___ 처리할 데이터 ___

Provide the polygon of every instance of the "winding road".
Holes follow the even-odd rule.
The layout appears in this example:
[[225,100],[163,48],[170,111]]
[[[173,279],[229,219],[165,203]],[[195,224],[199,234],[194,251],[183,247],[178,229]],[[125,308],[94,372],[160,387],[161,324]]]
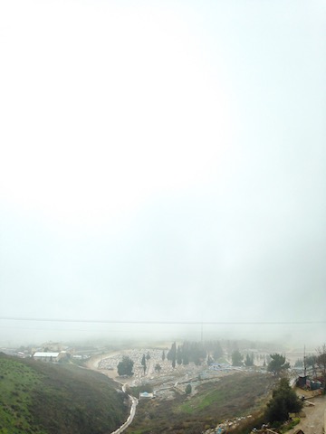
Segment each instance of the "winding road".
[[[125,387],[125,384],[123,384],[122,386],[122,392],[126,392],[126,387]],[[132,422],[133,420],[133,418],[136,414],[136,407],[137,407],[137,404],[138,404],[138,399],[135,398],[134,396],[131,396],[131,395],[128,395],[129,400],[131,401],[131,408],[130,408],[130,414],[129,415],[127,420],[120,427],[118,428],[118,429],[116,429],[115,431],[113,431],[111,434],[120,434],[120,432],[123,432],[126,428],[128,428],[130,423]]]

___

• 작성 지시:
위에 있는 줄을 모두 한 글자도 바꾸지 말고 그대로 다시 적으세요. 그림은 답에 넣지 마세요.

• 작성 답변:
Provide the polygon of every instance of the "winding road".
Holes follow the even-odd rule.
The layout appears in this example:
[[225,100],[163,48],[170,111]]
[[[173,279],[229,219],[165,203]],[[195,224],[199,234],[194,251],[183,247],[178,229]],[[125,308],[94,372],[160,387],[161,324]]]
Segment each instance of the "winding road".
[[[125,387],[125,384],[123,384],[122,386],[122,392],[126,392],[126,387]],[[132,422],[133,420],[133,418],[136,414],[136,407],[137,407],[137,404],[138,404],[138,399],[135,398],[134,396],[131,396],[131,395],[128,395],[129,400],[131,401],[131,408],[130,408],[130,414],[129,415],[127,420],[120,427],[118,428],[118,429],[116,429],[115,431],[113,431],[111,434],[120,434],[120,432],[123,432],[126,428],[128,428],[130,423]]]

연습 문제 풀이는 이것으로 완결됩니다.